▸ **EXCERPT**
Anyone with eyes knew just where President Richard M. Nixon and his family were Easter Sunday morning in 1971.

It was pretty widely known through town that the Nixons would be spending the weekend at Camp David, a favorite retreat for the president. Since it was also Easter weekend, speculation was on whether they would attend church on Sunday and which church they would choose.

“Gold Cadillacs, television cameras, photographers, newsmen, and Secret Service agents do not stand outside of a church in Thurmont for the average person,” the Catoctin Enterprise reported.

The church was the Thurmont United Methodist Church, where the Reverend Kenneth Hamrick was pastor.

Prior to the Easter service, Mrs. Hamrick had received a call from Camp David asking for her husband.

Rev. Hamrick was officiating at another church, but when he returned home, his wife had him to return the call. That is when he found out that he would have special guests during his service that day.

This visit apparently came about because of Mrs. Hamrick.

“Rev. Hamrick, a part-time White House employe[e], attended a staff reception last Christmas at which time Mrs. Hamrick had asked Mrs. Nixon to bring the President to her husband’s church sometime in the future,” The Frederick Post reported.

Not only did the president and first lady attend, but they were joined by Julie and David Eisenhower, former First Lady Mamie Eisenhower, and Tricia Nixon and her fiancée Edward Finch Cox.

“I didn’t mention their presence to others attending the services,” Hamrick told The Frederick Post. “I did mention the President, as well as other world leaders, in my prayers at the end of the service.”

Rev. Hamrick’s sermon dealt with the rejection of both Christ and Christianity in biblical and modern times.

Afterwards, Hamrick told the Catoctin Enterprise, “The President said the sermon was ‘very good, very pertinent’ and it appeared that I ‘had done my homework’.” He added that the first lady told him, “It made my Easter Day.”

▸ **DATA ENTRIES**
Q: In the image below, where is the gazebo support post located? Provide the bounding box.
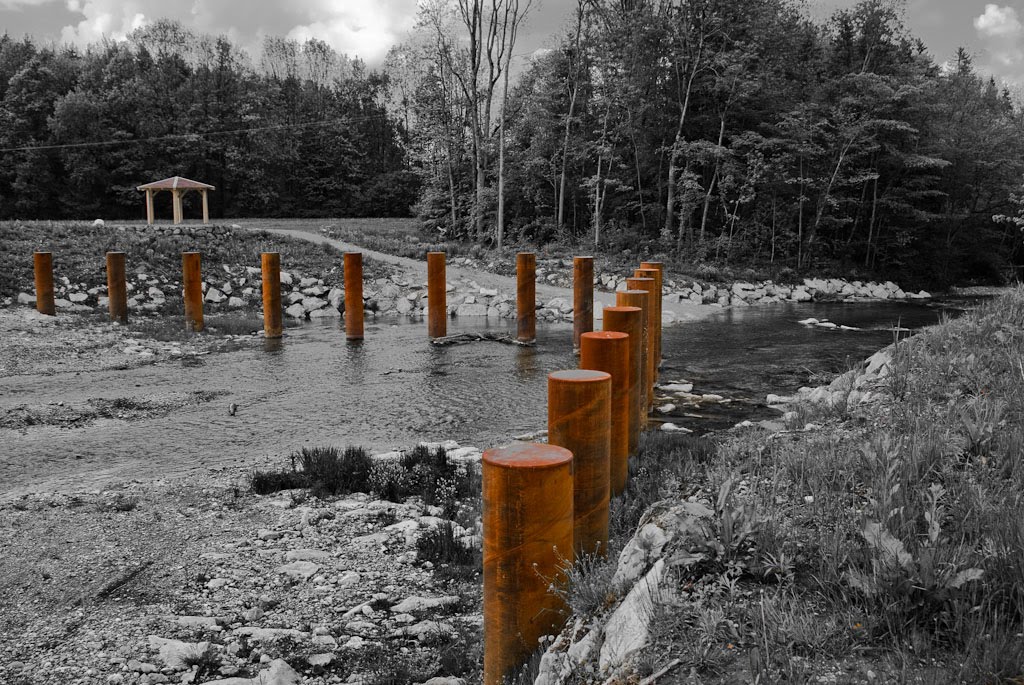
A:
--
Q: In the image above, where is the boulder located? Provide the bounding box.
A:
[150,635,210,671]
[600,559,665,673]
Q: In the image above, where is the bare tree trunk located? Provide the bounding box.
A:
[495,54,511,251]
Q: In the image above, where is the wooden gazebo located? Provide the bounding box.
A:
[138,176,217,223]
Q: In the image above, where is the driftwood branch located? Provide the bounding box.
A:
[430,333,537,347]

▸ **WORK TO COMPLETE**
Write a continuation of the excerpt about the Nixons' Easter visit to the Thurmont church, picking up after its final sentence.

▸ **ANSWER FOR THE TASK**
The Nixons and their guests then returned to Camp David for an Easter dinner. Two months later, Tricia Nixon and Edward Cox would return to Camp David to spend their honeymoon there after their June 12 wedding.

President Nixon enjoyed spending time at Camp David. It was a place where he could think, relax, and get work done. He had worked on his first acceptance speech as the Republican presidential nominee there as vice-president. Although John F. Kennedy won that election, Nixon would return to Camp David in 1968 as president.

W. Dale Nelson tells a story in The President Is at Camp David that Nixon speechwriter William Safire tried making a case to Nixon’s appointment secretary, Dwight Chapin, that the president should spend more time in the White House, not on an isolated mountain.

“Do you want to be the one who tells the president he can’t go to Camp David? Because it sure as hell isn’t going to be me,” Chapin said.

According to Nelson, when former President Dwight D. Eisenhower died in 1969, Nixon wrote his eulogy at Camp David. He made the decision to order troops into Cambodia during the Vietnam War there. He wrote his 1972 presidential nomination acceptance speech there.

The Nixons also spent Easter 1972 at Camp David. They also celebrated David Eisenhower’s 24th birthday during that Easter weekend.